§ **TASK REQUIREMENTS**
Retype the following lines word for word, keeping every character and line break unchanged.

Point labeling samples

>>

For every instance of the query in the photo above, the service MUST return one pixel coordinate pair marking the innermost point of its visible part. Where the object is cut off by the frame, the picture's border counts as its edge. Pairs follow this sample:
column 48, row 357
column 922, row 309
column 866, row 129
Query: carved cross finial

<<

§ **OUTPUT FOR THIS TASK**
For every instance of the query in the photo above, the service MUST return one pixel coordinate pair marking the innermost point of its visible part. Where the object is cut off by the frame, the picture's border counts as its edge. Pairs follow this sample:
column 48, row 357
column 922, row 309
column 866, row 129
Query: carved cross finial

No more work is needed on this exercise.